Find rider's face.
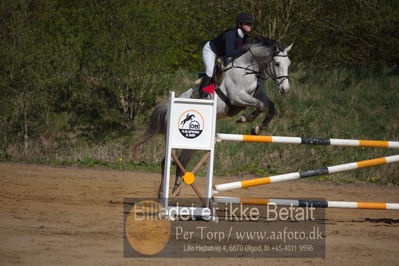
[241,23,252,32]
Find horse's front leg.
[251,90,276,135]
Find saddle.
[191,57,227,99]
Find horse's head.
[253,36,292,94]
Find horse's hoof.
[236,115,247,123]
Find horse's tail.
[132,104,168,161]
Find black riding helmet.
[236,13,254,24]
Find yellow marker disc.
[183,172,195,185]
[125,200,171,256]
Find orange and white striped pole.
[215,155,399,192]
[214,197,399,210]
[217,133,399,148]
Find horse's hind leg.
[236,109,262,123]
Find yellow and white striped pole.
[215,155,399,192]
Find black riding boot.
[198,75,215,99]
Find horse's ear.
[284,43,294,54]
[255,34,263,43]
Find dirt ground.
[0,163,399,265]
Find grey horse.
[133,36,292,198]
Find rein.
[223,45,288,86]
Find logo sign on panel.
[178,110,204,139]
[169,102,214,149]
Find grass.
[0,69,399,184]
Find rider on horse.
[198,13,254,98]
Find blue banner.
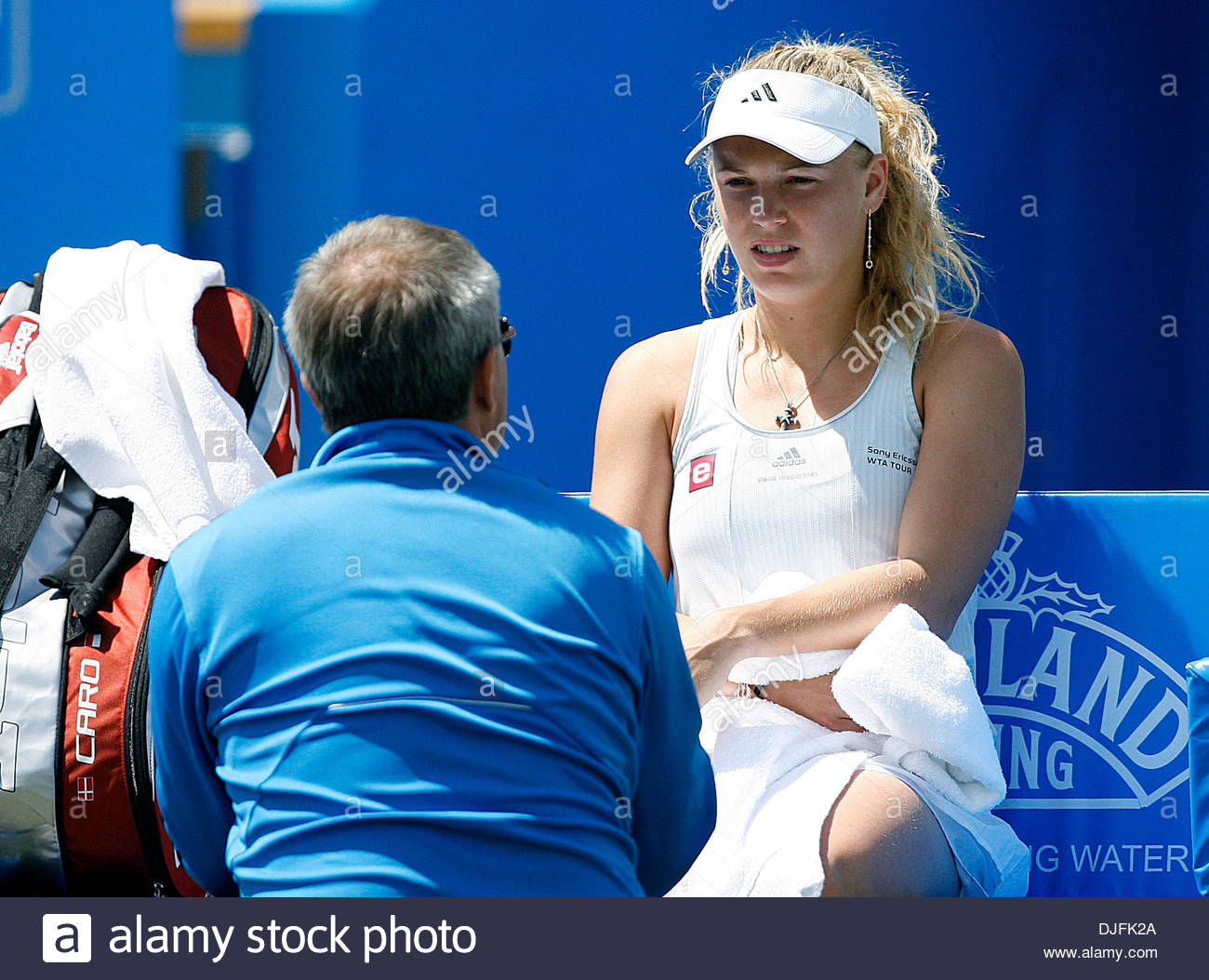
[976,493,1209,896]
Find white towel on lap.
[669,597,1028,896]
[25,242,273,558]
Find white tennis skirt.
[669,695,1029,898]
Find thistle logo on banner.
[976,531,1189,810]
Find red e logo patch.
[688,453,717,493]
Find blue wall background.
[0,0,1209,489]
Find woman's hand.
[761,670,865,731]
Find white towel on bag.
[25,242,273,560]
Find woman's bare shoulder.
[916,314,1023,384]
[608,325,700,408]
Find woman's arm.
[685,319,1024,695]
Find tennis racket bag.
[0,274,298,895]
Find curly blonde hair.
[690,36,980,342]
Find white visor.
[684,68,882,163]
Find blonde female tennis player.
[592,39,1028,895]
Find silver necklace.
[756,311,856,432]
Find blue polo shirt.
[149,419,714,895]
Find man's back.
[150,419,713,894]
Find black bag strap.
[0,444,67,609]
[39,497,133,617]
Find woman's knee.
[819,770,960,895]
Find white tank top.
[669,311,976,681]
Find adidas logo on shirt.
[773,446,810,467]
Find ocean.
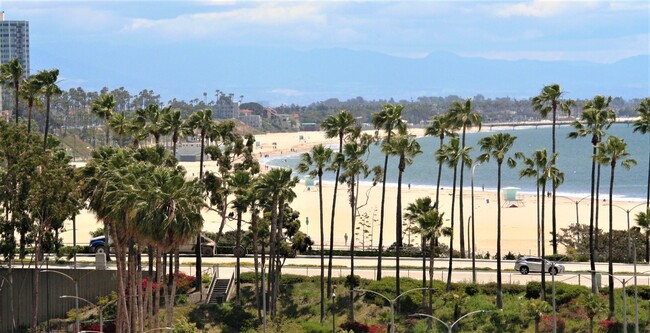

What is expected:
Write out all of the records above again word for word, but leave out the pictures.

Answer:
Find rider's face.
[241,23,252,32]
Find horse's front leg.
[251,90,276,135]
Find saddle.
[191,57,227,99]
Find horse's head.
[253,36,292,94]
Find horse's hoof.
[236,115,247,123]
Find horse's tail.
[132,104,168,161]
Find black riding helmet.
[236,13,254,24]
Find yellow marker disc.
[183,172,195,185]
[125,200,171,256]
Find orange and white striped pole.
[215,155,399,192]
[214,197,399,210]
[217,133,399,148]
Find horse's hind leg.
[236,109,262,123]
Find yellow and white striped pole.
[215,155,399,192]
Find black riding boot.
[198,75,215,99]
Find horse's ear.
[284,43,294,54]
[255,34,263,43]
Find dirt ground.
[0,163,399,265]
Find grey horse.
[133,36,292,198]
Find rein.
[223,45,288,86]
Find logo sign on panel.
[178,110,204,139]
[169,102,214,149]
Find grass.
[0,69,399,184]
Find rider on horse.
[198,13,254,98]
Find blue banner.
[976,493,1209,896]
Find white towel on lap.
[669,597,1028,896]
[25,242,273,558]
Find white tennis skirt.
[669,695,1029,898]
Find thistle logo on banner.
[976,531,1189,810]
Find red e logo patch.
[688,453,717,493]
Find blue wall background.
[0,0,1209,489]
Find woman's hand.
[761,670,865,731]
Find white towel on bag.
[25,242,273,560]
Find woman's bare shoulder.
[916,314,1023,384]
[608,325,700,408]
Find woman's arm.
[685,319,1024,695]
Find tennis racket bag.
[0,274,298,895]
Find curly blonde hair.
[690,36,980,342]
Find white visor.
[684,68,882,163]
Find blonde female tennis player.
[592,39,1028,895]
Find silver necklace.
[756,311,856,432]
Find blue polo shirt.
[149,419,714,895]
Find man's back.
[150,419,713,894]
Find black bag strap.
[0,444,67,609]
[39,497,133,617]
Find woman's knee.
[819,770,960,895]
Find white tank top.
[669,311,976,681]
Find adidas logo on shirt.
[773,446,810,467]
Find ocean.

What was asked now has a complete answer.